▶ Required work
Each entry below must be given again word for word, with no pictures.

▶ Source material
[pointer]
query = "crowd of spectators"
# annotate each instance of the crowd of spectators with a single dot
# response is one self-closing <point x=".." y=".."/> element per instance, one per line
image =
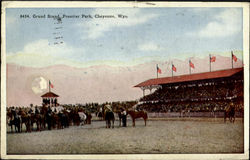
<point x="206" y="97"/>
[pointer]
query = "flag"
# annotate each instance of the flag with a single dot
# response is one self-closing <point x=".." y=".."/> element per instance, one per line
<point x="174" y="68"/>
<point x="212" y="59"/>
<point x="234" y="57"/>
<point x="158" y="69"/>
<point x="191" y="64"/>
<point x="51" y="85"/>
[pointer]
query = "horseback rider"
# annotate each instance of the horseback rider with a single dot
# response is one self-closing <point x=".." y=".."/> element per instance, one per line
<point x="37" y="110"/>
<point x="124" y="117"/>
<point x="49" y="118"/>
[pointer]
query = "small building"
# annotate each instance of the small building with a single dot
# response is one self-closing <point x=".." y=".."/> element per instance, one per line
<point x="50" y="99"/>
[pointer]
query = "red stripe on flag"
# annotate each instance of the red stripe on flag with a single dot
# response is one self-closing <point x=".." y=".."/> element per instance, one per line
<point x="158" y="70"/>
<point x="174" y="68"/>
<point x="191" y="64"/>
<point x="234" y="58"/>
<point x="213" y="59"/>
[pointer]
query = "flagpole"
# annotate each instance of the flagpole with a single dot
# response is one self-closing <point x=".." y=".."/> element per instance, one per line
<point x="172" y="70"/>
<point x="232" y="59"/>
<point x="189" y="67"/>
<point x="157" y="70"/>
<point x="49" y="85"/>
<point x="210" y="62"/>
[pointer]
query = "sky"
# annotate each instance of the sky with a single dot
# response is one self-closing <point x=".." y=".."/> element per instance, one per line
<point x="145" y="34"/>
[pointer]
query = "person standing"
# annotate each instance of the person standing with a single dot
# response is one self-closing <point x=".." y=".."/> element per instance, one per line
<point x="124" y="118"/>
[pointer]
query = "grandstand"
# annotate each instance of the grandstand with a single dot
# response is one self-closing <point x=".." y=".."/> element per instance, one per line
<point x="201" y="92"/>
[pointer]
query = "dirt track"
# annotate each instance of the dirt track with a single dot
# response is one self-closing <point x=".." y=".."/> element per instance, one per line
<point x="159" y="136"/>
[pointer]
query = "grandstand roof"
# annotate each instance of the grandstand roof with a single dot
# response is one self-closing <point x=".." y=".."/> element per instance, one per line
<point x="190" y="77"/>
<point x="50" y="94"/>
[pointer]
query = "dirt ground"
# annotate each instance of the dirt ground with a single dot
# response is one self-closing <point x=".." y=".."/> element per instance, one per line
<point x="175" y="135"/>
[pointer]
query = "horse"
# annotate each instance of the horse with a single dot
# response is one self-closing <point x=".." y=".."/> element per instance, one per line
<point x="229" y="113"/>
<point x="109" y="116"/>
<point x="139" y="114"/>
<point x="83" y="118"/>
<point x="25" y="118"/>
<point x="14" y="119"/>
<point x="89" y="117"/>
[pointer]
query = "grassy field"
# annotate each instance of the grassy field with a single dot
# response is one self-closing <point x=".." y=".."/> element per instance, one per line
<point x="175" y="135"/>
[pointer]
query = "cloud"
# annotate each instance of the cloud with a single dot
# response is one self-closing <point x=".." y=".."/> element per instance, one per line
<point x="96" y="27"/>
<point x="150" y="46"/>
<point x="40" y="54"/>
<point x="226" y="23"/>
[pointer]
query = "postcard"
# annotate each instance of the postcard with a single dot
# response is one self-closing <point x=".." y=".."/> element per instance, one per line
<point x="125" y="80"/>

▶ Worked solution
[pointer]
query = "crowd of spectators"
# annotate each instance of the crowd of spectators with a single dot
# response is one self-closing <point x=".." y=".."/> element per instance, one per line
image =
<point x="206" y="97"/>
[pointer]
query = "flag"
# annotate each instance of the flag with a single dot
# response is one self-closing <point x=".." y=".."/> element per instance, one per line
<point x="174" y="68"/>
<point x="212" y="59"/>
<point x="234" y="57"/>
<point x="158" y="69"/>
<point x="191" y="64"/>
<point x="51" y="85"/>
[pointer]
query = "horseback rider"
# annotate each instance of the horseback rider with a single dot
# response is one self-closing <point x=".." y=".."/> element per instance, one per line
<point x="37" y="110"/>
<point x="124" y="117"/>
<point x="49" y="118"/>
[pointer]
query = "small building"
# annotate each instance of the small building with a single dot
# response is one self-closing <point x=".." y=".."/> element per instance, one per line
<point x="50" y="99"/>
[pointer]
query = "red stripe on flag"
# annotate each instance of the red stripe on flag with a single dot
# response is one self-closing <point x=".." y=".."/> element per instance, one per line
<point x="158" y="70"/>
<point x="174" y="68"/>
<point x="191" y="64"/>
<point x="234" y="58"/>
<point x="213" y="59"/>
[pointer]
query = "flagpole"
# annotate each instance of the flagpole with a single dot
# response is one self-closing <point x=".." y=".."/> element per instance, one per line
<point x="172" y="70"/>
<point x="232" y="59"/>
<point x="189" y="67"/>
<point x="157" y="70"/>
<point x="49" y="85"/>
<point x="210" y="62"/>
[pointer]
query = "sky"
# annotate each instance of the sky with a single dot
# response is one self-closing <point x=".." y=".."/> element per instance, one per line
<point x="145" y="34"/>
[pointer]
query = "person standing"
# annotate each instance of the person standing with a single dot
# response is one self-closing <point x=".." y=".."/> element per instance, one per line
<point x="124" y="118"/>
[pointer]
query = "grandstand"
# annotate each instance of the grandstand with a single dot
# response is one self-closing <point x=".." y=".."/> element per instance, one per line
<point x="201" y="92"/>
[pointer]
query = "dirt track"
# annotate each instance of the dirt track with a single dot
# response is one self-closing <point x=".." y=".."/> element per instance, one per line
<point x="159" y="136"/>
[pointer]
query = "grandstand roof"
# annotate each instance of the grandstand roof with a single dot
# response is one self-closing <point x=".." y=".."/> element per instance, one per line
<point x="190" y="77"/>
<point x="50" y="94"/>
[pointer]
query = "dirt ground"
# annotate each instance of the dirt ground with a single dot
# response is one self-closing <point x=".." y=".."/> element per instance, one per line
<point x="175" y="135"/>
[pointer]
query = "horse"
# annotate each instance of the horse with a single dot
# response is one self-closing <point x=".." y=".."/> element per instance, one per line
<point x="229" y="113"/>
<point x="109" y="116"/>
<point x="139" y="114"/>
<point x="83" y="118"/>
<point x="25" y="118"/>
<point x="14" y="119"/>
<point x="89" y="117"/>
[pointer]
query = "grassy field"
# annotate each instance of the grassy field with a single dot
# response is one self-closing <point x=".." y=".."/> element per instance, one per line
<point x="175" y="135"/>
[pointer]
query = "cloud"
# annotate each instance of the cloud with a single dot
# response is one self-closing <point x=".." y=".."/> element per instance, one per line
<point x="96" y="27"/>
<point x="150" y="46"/>
<point x="40" y="54"/>
<point x="226" y="23"/>
[pointer]
query = "postcard"
# annotate each instance of the postcard with a single dot
# response is one self-closing <point x=".." y=".."/> element per instance, one per line
<point x="125" y="80"/>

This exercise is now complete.